### [Task goal]
All that should appear is the line containing "Project brief: we need tight boxes for every black" and the lines after it in the records below, each reproduced exactly.

### [Dataset entries]
——————————
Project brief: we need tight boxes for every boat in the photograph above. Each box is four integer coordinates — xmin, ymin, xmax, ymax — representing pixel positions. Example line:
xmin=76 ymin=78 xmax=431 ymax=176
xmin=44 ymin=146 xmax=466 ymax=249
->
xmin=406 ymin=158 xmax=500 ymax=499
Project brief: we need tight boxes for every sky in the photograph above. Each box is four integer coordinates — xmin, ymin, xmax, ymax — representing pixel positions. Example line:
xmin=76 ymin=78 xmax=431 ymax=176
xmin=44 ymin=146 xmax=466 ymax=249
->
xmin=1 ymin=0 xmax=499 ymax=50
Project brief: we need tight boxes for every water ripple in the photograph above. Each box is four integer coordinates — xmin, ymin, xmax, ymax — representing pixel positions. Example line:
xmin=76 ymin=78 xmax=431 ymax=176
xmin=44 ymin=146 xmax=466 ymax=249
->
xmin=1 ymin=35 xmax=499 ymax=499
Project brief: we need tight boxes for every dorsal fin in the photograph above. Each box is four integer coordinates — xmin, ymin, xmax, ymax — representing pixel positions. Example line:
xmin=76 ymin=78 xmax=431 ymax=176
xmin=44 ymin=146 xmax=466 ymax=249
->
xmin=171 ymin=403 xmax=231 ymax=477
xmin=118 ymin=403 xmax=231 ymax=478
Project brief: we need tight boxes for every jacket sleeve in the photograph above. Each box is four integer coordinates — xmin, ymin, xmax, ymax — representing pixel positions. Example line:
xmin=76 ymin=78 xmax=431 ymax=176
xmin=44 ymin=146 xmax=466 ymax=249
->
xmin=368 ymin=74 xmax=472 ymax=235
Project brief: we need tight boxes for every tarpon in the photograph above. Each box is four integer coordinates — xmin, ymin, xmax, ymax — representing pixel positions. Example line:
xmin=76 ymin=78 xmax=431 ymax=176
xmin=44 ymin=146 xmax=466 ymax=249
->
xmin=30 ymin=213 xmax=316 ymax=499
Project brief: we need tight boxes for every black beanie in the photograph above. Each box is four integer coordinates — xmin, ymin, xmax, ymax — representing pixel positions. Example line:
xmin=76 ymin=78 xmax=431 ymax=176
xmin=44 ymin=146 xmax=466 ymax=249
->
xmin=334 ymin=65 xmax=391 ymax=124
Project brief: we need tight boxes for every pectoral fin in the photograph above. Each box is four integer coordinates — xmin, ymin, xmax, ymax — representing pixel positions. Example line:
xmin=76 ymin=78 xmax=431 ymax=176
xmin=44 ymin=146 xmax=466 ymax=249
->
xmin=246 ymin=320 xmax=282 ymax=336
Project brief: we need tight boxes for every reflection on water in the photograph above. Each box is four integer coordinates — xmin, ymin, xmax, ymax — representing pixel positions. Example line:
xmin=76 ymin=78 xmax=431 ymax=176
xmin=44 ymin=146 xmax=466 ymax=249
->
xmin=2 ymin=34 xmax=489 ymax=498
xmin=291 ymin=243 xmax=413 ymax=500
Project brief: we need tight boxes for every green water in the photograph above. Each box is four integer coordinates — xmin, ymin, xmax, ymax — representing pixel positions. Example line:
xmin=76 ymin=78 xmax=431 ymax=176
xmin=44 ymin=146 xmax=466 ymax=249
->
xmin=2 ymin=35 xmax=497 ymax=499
——————————
### [Response to the exercise]
Project brief: we need tight boxes for every black beanie in the photograph above. Each box is four integer coordinates — xmin, ymin, xmax, ymax — representing pixel positions. Example line:
xmin=76 ymin=78 xmax=431 ymax=176
xmin=44 ymin=146 xmax=466 ymax=249
->
xmin=334 ymin=65 xmax=391 ymax=124
Project brief: we need tight boxes for every pectoral fin in the photograph above. Each box is four integer coordinates — xmin, ymin, xmax, ymax — representing pixel positions. Example line:
xmin=76 ymin=78 xmax=431 ymax=176
xmin=44 ymin=146 xmax=466 ymax=249
->
xmin=246 ymin=320 xmax=282 ymax=336
Project brief: we need tight boxes for every reflection on water in the photograph above. Each box is four integer coordinates — xmin, ymin, xmax, ymax — representing pixel positions. Example line:
xmin=76 ymin=78 xmax=431 ymax=176
xmin=44 ymin=146 xmax=466 ymax=249
->
xmin=2 ymin=34 xmax=489 ymax=498
xmin=291 ymin=243 xmax=413 ymax=500
Project brief: we need tight boxes for every green water in the photograph above. Each box is four integer coordinates — xmin, ymin, xmax, ymax — representing pixel positions. Example line:
xmin=76 ymin=78 xmax=431 ymax=176
xmin=44 ymin=146 xmax=466 ymax=249
->
xmin=2 ymin=35 xmax=497 ymax=499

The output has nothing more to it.